Exercise:
Edit the material below by replacing "thin carrot slice" with "carrot round" everywhere it occurs, and give it back with nothing else changed and the pictures left out.

Entries:
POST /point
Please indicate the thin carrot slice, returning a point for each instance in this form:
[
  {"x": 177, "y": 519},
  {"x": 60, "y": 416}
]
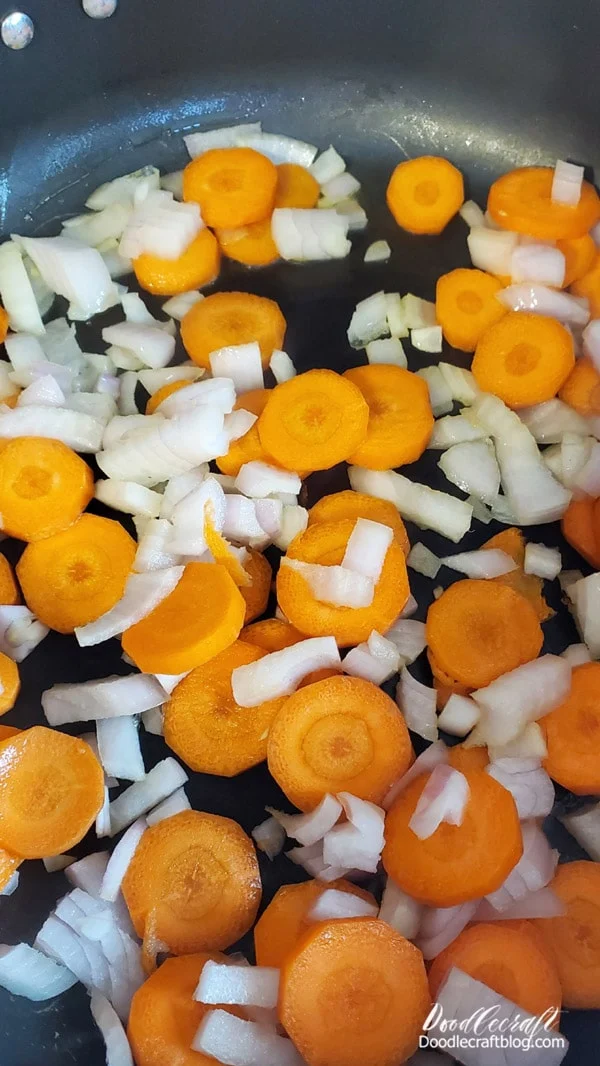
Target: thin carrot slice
[
  {"x": 573, "y": 938},
  {"x": 521, "y": 200},
  {"x": 351, "y": 504},
  {"x": 354, "y": 992},
  {"x": 198, "y": 875},
  {"x": 52, "y": 788},
  {"x": 572, "y": 733},
  {"x": 44, "y": 487},
  {"x": 164, "y": 1016},
  {"x": 457, "y": 862},
  {"x": 523, "y": 358},
  {"x": 506, "y": 956},
  {"x": 205, "y": 726},
  {"x": 400, "y": 416},
  {"x": 226, "y": 319},
  {"x": 325, "y": 543},
  {"x": 295, "y": 187},
  {"x": 287, "y": 918},
  {"x": 466, "y": 306},
  {"x": 313, "y": 421},
  {"x": 342, "y": 733},
  {"x": 198, "y": 265},
  {"x": 233, "y": 187},
  {"x": 424, "y": 194},
  {"x": 477, "y": 630},
  {"x": 200, "y": 617},
  {"x": 74, "y": 577}
]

Response:
POST /point
Please indicate the carrot round, returning a point for each instance in this form:
[
  {"x": 177, "y": 519},
  {"x": 60, "y": 416}
]
Target: carrot round
[
  {"x": 573, "y": 938},
  {"x": 521, "y": 200},
  {"x": 351, "y": 504},
  {"x": 354, "y": 992},
  {"x": 198, "y": 875},
  {"x": 52, "y": 788},
  {"x": 572, "y": 733},
  {"x": 44, "y": 487},
  {"x": 164, "y": 1016},
  {"x": 457, "y": 862},
  {"x": 523, "y": 358},
  {"x": 506, "y": 956},
  {"x": 205, "y": 726},
  {"x": 400, "y": 416},
  {"x": 226, "y": 319},
  {"x": 325, "y": 543},
  {"x": 295, "y": 187},
  {"x": 287, "y": 918},
  {"x": 466, "y": 306},
  {"x": 313, "y": 421},
  {"x": 342, "y": 733},
  {"x": 198, "y": 265},
  {"x": 233, "y": 187},
  {"x": 424, "y": 194},
  {"x": 477, "y": 630},
  {"x": 200, "y": 617},
  {"x": 74, "y": 577}
]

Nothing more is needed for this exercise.